Ulster talisman Charles Piutau hopes that, when all is said and done come May, the province can look back on Monday's stunning turnaround as a key moment in their season.

Trailing 17-0 to Munster, Les Kiss' side must have been fearing the worst, with the pockets of restless natives around Kingspan Stadium preparing to vent their frustrations.

Having failed to convince in the PRO14 this season, even during some relatively lengthy unbeaten stretches, wheels that were loosened before Christmas in Connacht were threatening to come off against the southern province.

With the Galway outfit having racked up a record score last time out, Munster's first three-game winning streak in Belfast for over 100 years seemed an inevitability that was sure to heap the pressure on Kiss and his coaching ticket.

A different team emerged for the second half, though, and pulled off the most unlikely of bonus-point wins thanks to a combined four tries from the impressive trio of Darren Cave, Craig Gilroy and Rob Lyttle.

While there was plenty from the first 40 that will quantify as a video nasty when the team reconvene today in a short week ahead of Saturday's trip to Leinster, Piutau wants to make sure that the win becomes a turning point rather than further evidence of maddening inconsistency.

"Although it wasn't pretty, we'll look back at the (end of the) season and say we got points from this game," said the former All Black who will join Bristol this summer. "(We can say) New Year's Day, we played in front of our crowd, coming from a game we were hurting from, and we got the result.

"We can go forward and build on this."

With the pair of sides ahead of them in the PRO14's conference B, Leinster and Scarlets, both banking two wins from two over the festive season, losses to finish 2017 and then start 2018 would have left the table looking bleak with only nine games remaining.

And with trips to Dublin, Llanelli, Edinburgh and Limerick all still to be negotiated if the gap to the top two is ever to be bridged, Piutau understands they will have to deal with adversity just as well as they did on Monday after being nilled on their own patch for over 50 minutes.

(Pointing data for referring expressions)
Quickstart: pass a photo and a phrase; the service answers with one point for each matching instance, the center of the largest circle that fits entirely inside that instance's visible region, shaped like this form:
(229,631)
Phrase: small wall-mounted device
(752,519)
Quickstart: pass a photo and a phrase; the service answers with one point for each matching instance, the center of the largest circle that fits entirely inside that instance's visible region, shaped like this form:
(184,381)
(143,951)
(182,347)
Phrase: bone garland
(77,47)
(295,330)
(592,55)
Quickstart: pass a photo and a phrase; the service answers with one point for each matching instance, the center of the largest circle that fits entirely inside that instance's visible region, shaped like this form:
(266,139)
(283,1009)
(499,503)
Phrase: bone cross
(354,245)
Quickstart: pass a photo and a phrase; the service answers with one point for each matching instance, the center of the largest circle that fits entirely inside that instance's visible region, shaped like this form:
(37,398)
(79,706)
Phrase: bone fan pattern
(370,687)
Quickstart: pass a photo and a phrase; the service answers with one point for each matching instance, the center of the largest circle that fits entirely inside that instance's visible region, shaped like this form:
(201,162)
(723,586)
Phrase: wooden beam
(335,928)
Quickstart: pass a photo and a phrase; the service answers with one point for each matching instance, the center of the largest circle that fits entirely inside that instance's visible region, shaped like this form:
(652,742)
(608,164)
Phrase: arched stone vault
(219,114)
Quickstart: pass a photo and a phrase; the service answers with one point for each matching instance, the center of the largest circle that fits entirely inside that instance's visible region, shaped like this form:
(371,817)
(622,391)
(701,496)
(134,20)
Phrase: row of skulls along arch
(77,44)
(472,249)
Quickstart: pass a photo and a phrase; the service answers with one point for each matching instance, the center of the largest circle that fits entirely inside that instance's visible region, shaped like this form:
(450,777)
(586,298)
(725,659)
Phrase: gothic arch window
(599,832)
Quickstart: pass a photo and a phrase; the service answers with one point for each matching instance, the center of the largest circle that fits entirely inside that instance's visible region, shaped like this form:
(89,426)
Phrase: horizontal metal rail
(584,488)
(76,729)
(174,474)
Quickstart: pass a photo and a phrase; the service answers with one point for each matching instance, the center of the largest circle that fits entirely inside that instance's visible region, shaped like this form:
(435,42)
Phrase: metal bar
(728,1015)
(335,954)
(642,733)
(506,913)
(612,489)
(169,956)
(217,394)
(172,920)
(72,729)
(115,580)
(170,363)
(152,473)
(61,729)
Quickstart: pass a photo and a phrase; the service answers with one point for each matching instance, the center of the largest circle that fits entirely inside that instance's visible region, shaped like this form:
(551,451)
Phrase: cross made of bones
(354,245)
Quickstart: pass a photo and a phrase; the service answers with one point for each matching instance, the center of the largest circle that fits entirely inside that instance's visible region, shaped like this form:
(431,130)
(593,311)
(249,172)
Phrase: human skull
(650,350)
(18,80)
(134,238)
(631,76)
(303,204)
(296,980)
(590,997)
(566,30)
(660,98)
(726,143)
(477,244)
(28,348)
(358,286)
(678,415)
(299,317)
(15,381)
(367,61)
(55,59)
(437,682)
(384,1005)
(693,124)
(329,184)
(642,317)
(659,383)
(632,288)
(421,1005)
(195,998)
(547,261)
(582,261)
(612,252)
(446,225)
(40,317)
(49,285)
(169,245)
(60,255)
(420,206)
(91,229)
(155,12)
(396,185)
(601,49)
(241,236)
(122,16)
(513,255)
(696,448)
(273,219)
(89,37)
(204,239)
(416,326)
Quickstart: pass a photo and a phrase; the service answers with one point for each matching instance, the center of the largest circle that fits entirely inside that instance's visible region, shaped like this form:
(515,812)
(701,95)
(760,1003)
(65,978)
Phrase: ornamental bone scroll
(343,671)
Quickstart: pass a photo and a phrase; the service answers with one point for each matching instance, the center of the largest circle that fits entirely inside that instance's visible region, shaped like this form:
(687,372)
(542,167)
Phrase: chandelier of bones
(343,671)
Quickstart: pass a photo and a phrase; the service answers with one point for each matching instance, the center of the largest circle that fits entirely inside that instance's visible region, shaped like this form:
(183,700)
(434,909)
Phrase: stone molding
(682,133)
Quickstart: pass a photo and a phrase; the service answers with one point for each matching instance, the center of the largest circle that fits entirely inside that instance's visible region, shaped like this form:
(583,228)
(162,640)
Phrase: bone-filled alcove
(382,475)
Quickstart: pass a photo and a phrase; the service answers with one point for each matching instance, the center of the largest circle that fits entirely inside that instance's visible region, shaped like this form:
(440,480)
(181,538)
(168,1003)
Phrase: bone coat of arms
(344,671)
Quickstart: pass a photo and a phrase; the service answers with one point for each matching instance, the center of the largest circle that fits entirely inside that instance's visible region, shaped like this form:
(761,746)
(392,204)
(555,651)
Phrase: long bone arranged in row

> HOW TO COMPLETE THIS TASK
For each statement below, state yes or no according to whether it agrees with the match report, and quote the words from the match report that decide it.
1. Ulster were trailing Munster 17-0.
2. Charles Piutau will join Bristol this summer.
3. Ulster's next game is at home against Leinster.

> SOLUTION FOR THIS TASK
1. Yes: "Trailing 17-0 to Munster"
2. Yes: "the former All Black who will join Bristol this summer"
3. No: "ahead of Saturday's trip to Leinster"